_EXERCISE DETAILS_. Restate all of the entries exactly, dropping any pictures they hold.

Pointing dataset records
┌────────

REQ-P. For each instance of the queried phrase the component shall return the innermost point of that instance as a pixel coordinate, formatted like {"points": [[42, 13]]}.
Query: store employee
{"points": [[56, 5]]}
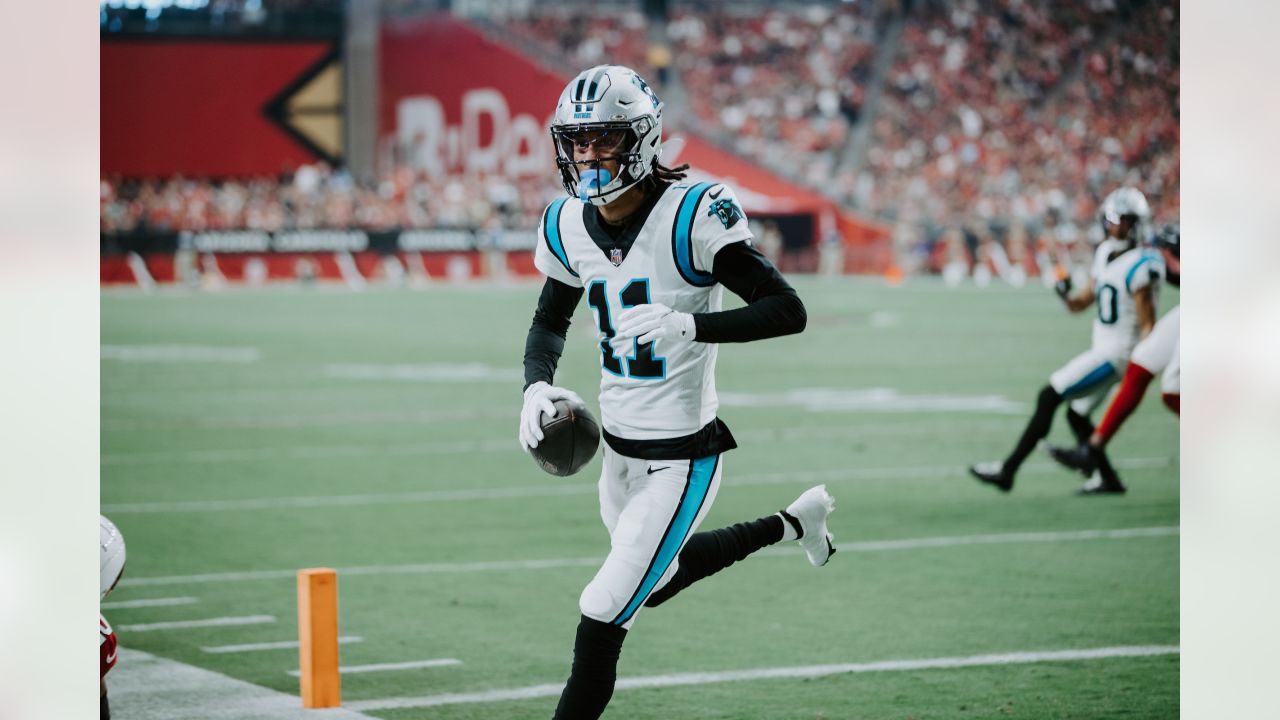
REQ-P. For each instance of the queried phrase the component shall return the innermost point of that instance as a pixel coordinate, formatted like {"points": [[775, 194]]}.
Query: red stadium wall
{"points": [[460, 101], [489, 113], [196, 108]]}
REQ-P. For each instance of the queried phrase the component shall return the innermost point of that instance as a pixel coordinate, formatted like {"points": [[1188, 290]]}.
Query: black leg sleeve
{"points": [[1036, 429], [1083, 429], [1080, 425], [595, 669], [707, 554]]}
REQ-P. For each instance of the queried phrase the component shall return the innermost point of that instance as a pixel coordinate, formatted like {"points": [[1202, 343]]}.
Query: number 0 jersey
{"points": [[1115, 281], [664, 388]]}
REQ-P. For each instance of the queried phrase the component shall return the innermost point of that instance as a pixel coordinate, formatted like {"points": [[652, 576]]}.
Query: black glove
{"points": [[1063, 287]]}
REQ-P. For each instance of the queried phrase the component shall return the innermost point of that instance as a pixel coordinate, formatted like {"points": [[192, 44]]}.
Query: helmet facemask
{"points": [[613, 142]]}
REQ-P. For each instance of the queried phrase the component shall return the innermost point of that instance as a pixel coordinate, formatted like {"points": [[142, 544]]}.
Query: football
{"points": [[570, 440]]}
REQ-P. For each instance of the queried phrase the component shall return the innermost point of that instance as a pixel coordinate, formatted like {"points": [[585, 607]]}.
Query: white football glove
{"points": [[538, 400], [648, 323]]}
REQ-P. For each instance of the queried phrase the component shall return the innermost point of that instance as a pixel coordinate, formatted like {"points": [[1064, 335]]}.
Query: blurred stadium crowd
{"points": [[996, 119]]}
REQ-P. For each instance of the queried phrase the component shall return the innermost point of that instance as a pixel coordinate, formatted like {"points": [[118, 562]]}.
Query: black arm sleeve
{"points": [[772, 305], [545, 338]]}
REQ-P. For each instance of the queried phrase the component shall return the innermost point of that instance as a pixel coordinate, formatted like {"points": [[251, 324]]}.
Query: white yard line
{"points": [[145, 687], [179, 354], [385, 666], [507, 565], [149, 602], [407, 450], [931, 472], [282, 645], [202, 623], [553, 689]]}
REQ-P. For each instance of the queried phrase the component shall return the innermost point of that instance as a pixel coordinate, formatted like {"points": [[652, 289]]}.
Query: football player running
{"points": [[110, 568], [652, 254], [1156, 354], [1123, 282]]}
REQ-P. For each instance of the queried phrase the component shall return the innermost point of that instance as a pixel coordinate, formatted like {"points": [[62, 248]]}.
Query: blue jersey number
{"points": [[1109, 299], [641, 363]]}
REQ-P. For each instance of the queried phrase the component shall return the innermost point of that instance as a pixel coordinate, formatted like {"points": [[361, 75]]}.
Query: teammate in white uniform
{"points": [[1156, 354], [1123, 283], [650, 254]]}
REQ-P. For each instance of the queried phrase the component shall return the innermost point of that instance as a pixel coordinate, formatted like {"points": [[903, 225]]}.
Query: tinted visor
{"points": [[603, 140]]}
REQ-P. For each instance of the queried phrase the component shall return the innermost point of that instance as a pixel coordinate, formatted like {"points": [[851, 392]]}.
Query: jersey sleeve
{"points": [[718, 220], [1148, 269], [551, 256]]}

└────────

_TASK OUTPUT_.
REQ-P. For each instance of the queried phrase the component shall return the innermost point of that instance as a pixel coordinate, formatted like {"points": [[42, 13]]}.
Query: store employee
{"points": [[56, 5]]}
REQ-P. For each instance of the queried phrase the component shall return the innermost point of that instance as a pixel coordinate, formatted like {"points": [[775, 194]]}.
Query: red stadium wall
{"points": [[460, 101], [489, 113], [196, 108]]}
REQ-P. For each instance of the queried phrase the component shall return the innermost point of that instance as a pixel coordinate, formatted like {"points": [[1188, 290]]}.
Query: black leg sleeve
{"points": [[1036, 429], [1083, 429], [1080, 425], [595, 669], [707, 554]]}
REQ-P. For each instance of the queried phrase the component shall return the innermost point of that instance as a pixel coordinate, formatted like {"points": [[1202, 343]]}.
Query: number 0 jersey
{"points": [[1115, 281], [664, 388]]}
REQ-P. For each instance of the queried phrase the component shall return the innermost point of that instance as a pixel coordinate, formatted like {"points": [[652, 576]]}.
Query: black glove
{"points": [[1063, 287]]}
REQ-P. For each instance of the queried phrase the component shall return the innermost point of that instance as a pixel coordinate, formatted like {"points": [[192, 44]]}.
Query: helmet facemask
{"points": [[613, 142]]}
REQ-P. For each instance of the queried phrase the component shall return the innermost point of that instance as a pixel coordinate, formatted like {"points": [[142, 544]]}.
Query: football
{"points": [[570, 440]]}
REQ-P. For each instance of the queried phrase the component shall return the innermost point of that instance as a pixel coordinate, formatted like {"points": [[585, 607]]}.
Query: white football glove
{"points": [[538, 400], [648, 323]]}
REQ-P. For each instance of the queried phrase the component shall return the innermost point of that instance as a pixel coordinate, formatted like {"points": [[1064, 335]]}.
Query: blurred stadium crowd
{"points": [[996, 119]]}
REQ-P. For each instance of the queried phrase the component shall return the innermost point of that instance as a pixel coordinate, formatted like {"points": [[118, 562]]}.
Query: black arm sleeve
{"points": [[772, 305], [545, 338]]}
REQ-P. For each instance of the queried phrase the component shall return the innermost point of that instance as a pixel coordinate, formatted like {"points": [[251, 324]]}.
Query: white yard line
{"points": [[145, 687], [179, 354], [385, 666], [507, 565], [149, 602], [407, 450], [931, 472], [282, 645], [202, 623], [553, 689]]}
REQ-P. For each instance of the queried phrase the component shall return the innermost point of that instance as a pixel coordinate, formatted like {"points": [[652, 289]]}.
Query: football player running
{"points": [[110, 568], [652, 254], [1156, 354], [1123, 282]]}
REQ-P. For each instance of the queried phrase the component shall return the innermost point of that instance as a pixel coordinate, formatted like {"points": [[62, 248]]}.
Query: blue jersey number
{"points": [[1109, 299], [641, 363]]}
REQ-P. For each instance of the queried phrase the component shall return the innermost point of that instance as a pixel coordinate, formatted like {"points": [[361, 75]]}.
Query: teammate in white uniform
{"points": [[1156, 354], [1123, 283], [650, 254]]}
REQ-P. For each instance of the queried phrase the component shall return the innermost point of that instance as a pixel coordinate, formatted like {"points": [[903, 225]]}.
Query: tinted visor
{"points": [[603, 140]]}
REQ-P. For each instance of the queried phrase the component shall return the innermost point of that instance as a pixel coordinate, formatted like {"points": [[851, 392]]}.
Query: jersey sleeve
{"points": [[718, 220], [1148, 269], [551, 256]]}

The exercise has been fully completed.